§ **Set problem 1**:
In the forum thread about interpreting an online immigration application status, under what category was the permanent residence application filed?
§ **Set problem 2**:
Carry on the forum thread about interpreting an online immigration application status from the point where it stops.

** Begin Supplied passage **

# Kindly interpret the status of my application online for me



## jiteng02 (Sep 8, 2010)

Dear All,

In response to my PR application under Skilled Category (there were objections earlier), when I recently checked my status online there was following thing written:

Permanent Residence
We received your application for permanent residence on December 6, 2010.

We reviewed your application and sent you a letter on March 2, 2011. Please consider delays in mail delivery before contacting us.

Your application was reviewed and we started processing on September 29, 2011.


The last line being latest addition.

I am unable to interpret the meaning of the same, positive or negative, coz i have been waiting their reply for last 2 and half months after replying to their one of objections. Please interpret the status for me, I shall be highky grateful.

Thanks in advance.

Jitender Verma


----------



## jiteng02 (Sep 8, 2010)

*The status was IN PROCESS , please reply*

The status was IN PROCESS , please reply



jiteng02 said:


> Dear All,
> 
> In response to my PR application under Skilled Category (there were objections earlier), when I recently checked my status online there was following thing written:
> 
> ...


----------



## G-Mo (Aug 17, 2011)

** End Supplied passage **
** Begin Given information **

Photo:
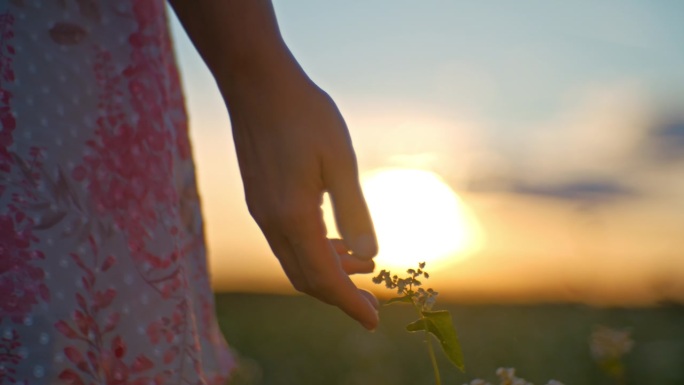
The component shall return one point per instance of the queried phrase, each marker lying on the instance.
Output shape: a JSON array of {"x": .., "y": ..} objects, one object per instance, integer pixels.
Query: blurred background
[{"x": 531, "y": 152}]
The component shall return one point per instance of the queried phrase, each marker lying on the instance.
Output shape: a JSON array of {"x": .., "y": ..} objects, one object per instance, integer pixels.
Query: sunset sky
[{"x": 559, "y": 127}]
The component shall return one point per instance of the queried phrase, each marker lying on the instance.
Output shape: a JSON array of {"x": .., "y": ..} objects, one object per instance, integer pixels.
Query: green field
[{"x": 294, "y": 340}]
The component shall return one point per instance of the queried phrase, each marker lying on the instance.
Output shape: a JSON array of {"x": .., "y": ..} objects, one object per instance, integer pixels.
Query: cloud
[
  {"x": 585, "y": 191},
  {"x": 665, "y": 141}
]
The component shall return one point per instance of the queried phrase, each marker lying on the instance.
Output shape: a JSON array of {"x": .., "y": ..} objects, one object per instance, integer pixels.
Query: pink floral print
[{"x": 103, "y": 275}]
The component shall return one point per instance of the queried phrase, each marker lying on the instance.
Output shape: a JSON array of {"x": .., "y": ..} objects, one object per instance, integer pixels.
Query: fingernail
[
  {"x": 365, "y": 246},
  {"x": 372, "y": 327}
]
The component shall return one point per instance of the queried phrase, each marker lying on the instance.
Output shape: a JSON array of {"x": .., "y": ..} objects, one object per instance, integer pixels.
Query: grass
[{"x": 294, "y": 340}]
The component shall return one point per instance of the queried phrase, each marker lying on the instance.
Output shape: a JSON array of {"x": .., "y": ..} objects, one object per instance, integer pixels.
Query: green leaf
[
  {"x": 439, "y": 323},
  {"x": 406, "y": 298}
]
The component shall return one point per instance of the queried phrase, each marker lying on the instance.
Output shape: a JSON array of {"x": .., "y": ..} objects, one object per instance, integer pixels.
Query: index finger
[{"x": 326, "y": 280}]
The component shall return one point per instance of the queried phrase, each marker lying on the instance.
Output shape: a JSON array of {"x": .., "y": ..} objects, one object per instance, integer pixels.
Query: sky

** End Given information **

§ **Expected answer 1**:
The Skilled Category.

§ **Expected answer 2**:
It means it's left a pile of other applications where it was sitting, has been looked over to make sure there are no glaring omissions and is in the hands of someone to begin the detailed reviewing process...


----------



## Expatinca (Oct 6, 2011)

G-Mo said:


> It means it's left a pile of other applications where it was sitting, has been looked over to make sure there are no glaring omissions and is in the hands of someone to begin the detailed reviewing process...


Precisely. Welcome to bureaucracy. It's left one pile and "graduated" to the next.

You can interpret that positively, in that the corrections you sent in have passed preliminary review and you're on to the next stage. If you've made it this far, I wouldn't worry too much about being rejected. It could still happen, but it's not as likely.

Good luck!


----------



## jiteng02 (Sep 8, 2010)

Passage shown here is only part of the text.